> Activity:
Copy the records. Keep every line exactly as it is.

> Source data:
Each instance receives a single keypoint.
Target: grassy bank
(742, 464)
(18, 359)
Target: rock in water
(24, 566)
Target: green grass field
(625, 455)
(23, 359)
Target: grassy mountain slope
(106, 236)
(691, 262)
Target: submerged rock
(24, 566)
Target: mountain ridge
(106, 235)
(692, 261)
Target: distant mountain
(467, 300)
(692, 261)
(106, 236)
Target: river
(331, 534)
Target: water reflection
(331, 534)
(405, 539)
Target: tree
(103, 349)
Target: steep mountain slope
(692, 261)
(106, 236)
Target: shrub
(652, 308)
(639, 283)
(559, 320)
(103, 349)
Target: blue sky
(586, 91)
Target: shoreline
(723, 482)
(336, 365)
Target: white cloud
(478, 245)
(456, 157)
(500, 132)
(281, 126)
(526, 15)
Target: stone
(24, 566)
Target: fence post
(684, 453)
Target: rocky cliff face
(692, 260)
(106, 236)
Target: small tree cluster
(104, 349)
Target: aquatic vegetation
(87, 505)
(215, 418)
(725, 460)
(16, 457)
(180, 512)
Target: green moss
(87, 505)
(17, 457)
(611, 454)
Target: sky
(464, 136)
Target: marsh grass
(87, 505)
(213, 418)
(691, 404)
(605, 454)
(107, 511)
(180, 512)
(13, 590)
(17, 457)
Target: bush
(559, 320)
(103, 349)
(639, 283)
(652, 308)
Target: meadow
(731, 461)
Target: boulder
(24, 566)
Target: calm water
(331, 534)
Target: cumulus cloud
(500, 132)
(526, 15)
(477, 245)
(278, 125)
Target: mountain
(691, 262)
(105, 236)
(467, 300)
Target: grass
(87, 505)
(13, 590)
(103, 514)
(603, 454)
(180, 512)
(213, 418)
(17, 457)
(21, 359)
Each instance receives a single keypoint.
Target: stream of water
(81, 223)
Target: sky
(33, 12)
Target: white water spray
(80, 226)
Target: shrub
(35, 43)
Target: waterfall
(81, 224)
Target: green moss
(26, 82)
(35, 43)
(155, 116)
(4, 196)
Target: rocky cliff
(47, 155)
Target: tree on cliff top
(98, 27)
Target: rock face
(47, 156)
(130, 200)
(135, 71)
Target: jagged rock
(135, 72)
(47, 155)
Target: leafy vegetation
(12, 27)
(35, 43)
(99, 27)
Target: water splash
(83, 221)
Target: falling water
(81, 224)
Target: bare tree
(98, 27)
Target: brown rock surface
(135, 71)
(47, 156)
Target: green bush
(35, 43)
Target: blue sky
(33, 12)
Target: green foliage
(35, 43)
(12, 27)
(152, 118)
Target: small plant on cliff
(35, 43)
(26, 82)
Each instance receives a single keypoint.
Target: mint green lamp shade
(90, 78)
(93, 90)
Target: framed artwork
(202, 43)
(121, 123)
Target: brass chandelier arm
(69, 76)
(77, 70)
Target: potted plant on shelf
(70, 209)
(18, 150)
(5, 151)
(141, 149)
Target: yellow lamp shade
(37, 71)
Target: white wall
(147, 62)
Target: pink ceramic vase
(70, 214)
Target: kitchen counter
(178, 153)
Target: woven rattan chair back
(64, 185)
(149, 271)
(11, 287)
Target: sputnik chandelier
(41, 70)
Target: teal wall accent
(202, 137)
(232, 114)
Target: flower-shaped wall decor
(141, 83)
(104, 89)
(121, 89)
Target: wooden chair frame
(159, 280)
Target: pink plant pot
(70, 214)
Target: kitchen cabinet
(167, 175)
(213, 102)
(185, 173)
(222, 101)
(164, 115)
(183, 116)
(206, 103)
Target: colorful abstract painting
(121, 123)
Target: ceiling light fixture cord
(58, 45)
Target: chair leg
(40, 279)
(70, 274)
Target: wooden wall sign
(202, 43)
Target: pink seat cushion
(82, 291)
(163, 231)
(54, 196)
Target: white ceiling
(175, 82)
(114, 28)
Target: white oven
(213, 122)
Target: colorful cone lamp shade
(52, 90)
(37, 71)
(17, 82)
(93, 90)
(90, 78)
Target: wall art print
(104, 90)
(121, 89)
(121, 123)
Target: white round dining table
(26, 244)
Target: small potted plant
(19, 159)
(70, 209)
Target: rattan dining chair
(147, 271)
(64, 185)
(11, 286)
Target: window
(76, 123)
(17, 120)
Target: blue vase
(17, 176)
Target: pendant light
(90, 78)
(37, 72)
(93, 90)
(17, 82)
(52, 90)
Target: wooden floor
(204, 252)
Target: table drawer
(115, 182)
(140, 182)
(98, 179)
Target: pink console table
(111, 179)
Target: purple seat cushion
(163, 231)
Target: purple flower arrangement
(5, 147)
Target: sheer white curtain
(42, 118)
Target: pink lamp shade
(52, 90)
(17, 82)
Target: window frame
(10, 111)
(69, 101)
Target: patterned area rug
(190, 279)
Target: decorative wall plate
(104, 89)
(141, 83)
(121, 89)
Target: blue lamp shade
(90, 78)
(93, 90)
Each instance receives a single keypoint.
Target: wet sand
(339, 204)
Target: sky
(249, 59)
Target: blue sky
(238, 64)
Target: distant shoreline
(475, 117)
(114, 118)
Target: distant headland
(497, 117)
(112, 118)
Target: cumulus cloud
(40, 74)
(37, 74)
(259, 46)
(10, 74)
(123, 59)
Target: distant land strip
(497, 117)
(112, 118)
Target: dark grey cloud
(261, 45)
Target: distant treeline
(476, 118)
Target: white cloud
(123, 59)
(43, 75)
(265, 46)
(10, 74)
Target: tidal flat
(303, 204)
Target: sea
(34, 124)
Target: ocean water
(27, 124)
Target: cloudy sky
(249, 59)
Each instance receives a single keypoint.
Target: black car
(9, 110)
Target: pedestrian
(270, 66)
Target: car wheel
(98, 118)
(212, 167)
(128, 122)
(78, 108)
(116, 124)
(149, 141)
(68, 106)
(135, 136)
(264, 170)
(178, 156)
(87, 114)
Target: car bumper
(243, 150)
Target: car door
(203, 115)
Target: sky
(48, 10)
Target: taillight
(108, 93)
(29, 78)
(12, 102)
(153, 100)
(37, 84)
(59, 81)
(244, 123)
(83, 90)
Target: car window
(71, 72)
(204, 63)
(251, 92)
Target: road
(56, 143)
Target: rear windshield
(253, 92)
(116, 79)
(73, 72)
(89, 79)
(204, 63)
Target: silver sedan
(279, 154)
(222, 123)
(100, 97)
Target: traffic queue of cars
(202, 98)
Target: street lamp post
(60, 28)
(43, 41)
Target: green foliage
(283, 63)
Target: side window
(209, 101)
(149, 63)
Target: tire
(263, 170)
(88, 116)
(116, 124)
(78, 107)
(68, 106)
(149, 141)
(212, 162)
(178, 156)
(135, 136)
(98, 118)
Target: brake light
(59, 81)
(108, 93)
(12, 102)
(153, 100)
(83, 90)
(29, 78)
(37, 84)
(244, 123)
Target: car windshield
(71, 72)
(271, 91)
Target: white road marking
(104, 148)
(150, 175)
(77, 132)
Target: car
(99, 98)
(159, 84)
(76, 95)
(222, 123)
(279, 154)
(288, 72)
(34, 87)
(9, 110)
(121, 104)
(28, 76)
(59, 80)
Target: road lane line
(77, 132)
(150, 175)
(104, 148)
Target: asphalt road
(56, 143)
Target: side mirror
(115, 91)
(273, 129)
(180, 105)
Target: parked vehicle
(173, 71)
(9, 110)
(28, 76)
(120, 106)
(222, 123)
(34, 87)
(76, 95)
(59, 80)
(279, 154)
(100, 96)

> Task output:
Each instance receives a single keypoint.
Target: grassy bank
(742, 464)
(18, 359)
Target: rock in water
(24, 566)
Target: green grass field
(625, 455)
(23, 359)
Target: grassy mountain slope
(106, 236)
(691, 262)
Target: submerged rock
(24, 566)
Target: mountain ridge
(106, 235)
(692, 261)
Target: distant mountain
(467, 300)
(692, 261)
(106, 236)
Target: river
(331, 534)
Target: water reflection
(331, 534)
(405, 539)
Target: tree
(103, 349)
Target: steep mountain slope
(692, 261)
(106, 236)
Target: shrub
(652, 308)
(639, 283)
(559, 320)
(103, 349)
Target: blue sky
(586, 91)
Target: shoreline
(723, 482)
(336, 365)
Target: white cloud
(478, 245)
(456, 157)
(500, 132)
(281, 126)
(526, 15)
Target: stone
(24, 566)
Target: fence post
(684, 453)
Target: rocky cliff face
(692, 260)
(106, 236)
Target: small tree cluster
(104, 349)
Target: aquatic vegetation
(87, 505)
(215, 418)
(725, 460)
(16, 457)
(180, 512)
Target: green moss
(87, 505)
(17, 457)
(611, 454)
Target: sky
(464, 136)
Target: marsh grass
(87, 505)
(213, 418)
(691, 404)
(605, 454)
(107, 511)
(180, 512)
(13, 590)
(17, 457)
Target: bush
(559, 320)
(103, 349)
(639, 283)
(652, 308)
Target: meadow
(731, 461)
Target: boulder
(24, 566)
Target: calm water
(331, 534)
Target: cumulus cloud
(500, 132)
(526, 15)
(477, 245)
(278, 125)
Target: mountain
(691, 262)
(105, 236)
(467, 300)
Target: grass
(87, 505)
(13, 590)
(103, 514)
(603, 454)
(180, 512)
(213, 418)
(17, 457)
(21, 359)
Each instance receives a single keypoint.
Target: stream of water
(81, 223)
Target: sky
(33, 12)
Target: white water spray
(80, 226)
Target: shrub
(35, 43)
Target: waterfall
(81, 224)
Target: green moss
(26, 82)
(35, 43)
(155, 116)
(4, 196)
Target: rocky cliff
(47, 155)
Target: tree on cliff top
(98, 27)
Target: rock face
(47, 156)
(130, 200)
(135, 71)
Target: jagged rock
(135, 72)
(47, 155)
Target: leafy vegetation
(12, 27)
(35, 43)
(99, 27)
Target: water splash
(83, 221)
Target: falling water
(81, 224)
Target: bare tree
(98, 27)
Target: brown rock surface
(135, 71)
(47, 156)
Target: green bush
(35, 43)
Target: blue sky
(33, 12)
Target: green foliage
(35, 43)
(12, 27)
(152, 118)
Target: small plant on cliff
(35, 43)
(26, 82)
Each instance receives a single keypoint.
Target: mint green lamp shade
(90, 78)
(93, 90)
Target: framed artwork
(202, 43)
(121, 123)
Target: brass chandelier arm
(69, 76)
(77, 70)
Target: potted plant on shelf
(70, 209)
(18, 150)
(5, 151)
(141, 149)
Target: yellow lamp shade
(37, 71)
Target: white wall
(147, 62)
Target: pink ceramic vase
(70, 214)
Target: kitchen counter
(178, 153)
Target: woven rattan chair back
(64, 185)
(149, 271)
(11, 287)
Target: sputnik chandelier
(41, 70)
Target: teal wall accent
(202, 137)
(232, 114)
Target: flower-shaped wall decor
(141, 83)
(104, 89)
(121, 89)
Target: wooden chair frame
(159, 280)
Target: pink plant pot
(70, 214)
Target: kitchen cabinet
(167, 175)
(213, 102)
(185, 173)
(222, 101)
(164, 115)
(183, 116)
(206, 103)
Target: colorful abstract painting
(121, 123)
Target: ceiling light fixture cord
(58, 45)
Target: chair leg
(40, 279)
(70, 274)
Target: wooden wall sign
(202, 43)
Target: pink seat cushion
(82, 291)
(163, 231)
(54, 196)
Target: white ceiling
(175, 82)
(114, 28)
Target: white oven
(213, 122)
Target: colorful cone lamp shade
(52, 90)
(37, 71)
(17, 82)
(93, 90)
(90, 78)
Target: wall art print
(104, 90)
(121, 89)
(121, 123)
Target: white round dining table
(26, 244)
Target: small potted plant
(19, 159)
(70, 209)
Target: rattan dining chair
(147, 271)
(64, 185)
(11, 286)
Target: window
(76, 123)
(17, 120)
Target: blue vase
(17, 176)
Target: pendant light
(90, 78)
(37, 72)
(93, 90)
(17, 82)
(52, 90)
Target: wooden floor
(204, 252)
Target: table drawer
(115, 182)
(140, 182)
(98, 179)
Target: pink console table
(111, 179)
Target: purple seat cushion
(163, 231)
Target: purple flower arrangement
(5, 147)
Target: sheer white curtain
(42, 118)
Target: pink lamp shade
(52, 90)
(17, 82)
Target: window frame
(10, 111)
(69, 101)
Target: patterned area rug
(190, 279)
Target: decorative wall plate
(104, 89)
(141, 83)
(121, 89)
Target: blue lamp shade
(90, 78)
(93, 90)
Each instance receives a single keypoint.
Target: wet sand
(339, 204)
Target: sky
(249, 59)
Target: blue sky
(238, 64)
Target: distant shoreline
(475, 117)
(114, 118)
Target: distant headland
(497, 117)
(112, 118)
Target: cumulus cloud
(40, 74)
(37, 74)
(259, 46)
(10, 74)
(123, 59)
Target: distant land strip
(497, 117)
(112, 118)
Target: dark grey cloud
(261, 45)
Target: distant treeline
(476, 118)
Target: white cloud
(123, 59)
(43, 75)
(265, 46)
(10, 74)
Target: tidal flat
(303, 204)
Target: sea
(34, 124)
Target: ocean water
(27, 124)
Target: cloudy sky
(249, 59)
Each instance receives a single keypoint.
Target: black car
(9, 110)
Target: pedestrian
(270, 66)
Target: car wheel
(98, 118)
(212, 167)
(128, 122)
(78, 108)
(116, 124)
(149, 141)
(68, 106)
(135, 136)
(264, 170)
(178, 156)
(87, 114)
Target: car bumper
(243, 150)
Target: car door
(203, 115)
Target: sky
(48, 10)
Target: taillight
(108, 93)
(29, 78)
(12, 102)
(153, 100)
(37, 84)
(59, 81)
(244, 123)
(83, 90)
Target: car window
(71, 72)
(204, 63)
(251, 92)
Target: road
(56, 143)
Target: rear windshield
(253, 92)
(116, 79)
(73, 72)
(89, 79)
(204, 63)
Target: silver sedan
(279, 154)
(222, 123)
(100, 97)
Target: traffic queue of cars
(202, 98)
Target: street lamp post
(60, 28)
(43, 41)
Target: green foliage
(283, 63)
Target: side window
(209, 101)
(149, 63)
Target: tire
(263, 170)
(88, 116)
(116, 124)
(78, 107)
(68, 106)
(149, 141)
(212, 162)
(178, 156)
(135, 136)
(98, 118)
Target: brake light
(59, 81)
(108, 93)
(12, 102)
(153, 100)
(83, 90)
(29, 78)
(37, 84)
(244, 123)
Target: car windshield
(71, 72)
(271, 91)
Target: white road marking
(104, 148)
(150, 175)
(77, 132)
Target: car
(99, 98)
(159, 84)
(76, 95)
(222, 123)
(279, 154)
(288, 72)
(34, 87)
(9, 110)
(121, 104)
(28, 76)
(59, 80)
Target: road lane line
(77, 132)
(150, 175)
(104, 148)
Target: asphalt road
(56, 143)
Target: side mirror
(115, 91)
(273, 129)
(180, 105)
Target: parked vehicle
(173, 71)
(9, 110)
(28, 76)
(120, 106)
(222, 123)
(34, 87)
(76, 95)
(59, 80)
(279, 154)
(100, 96)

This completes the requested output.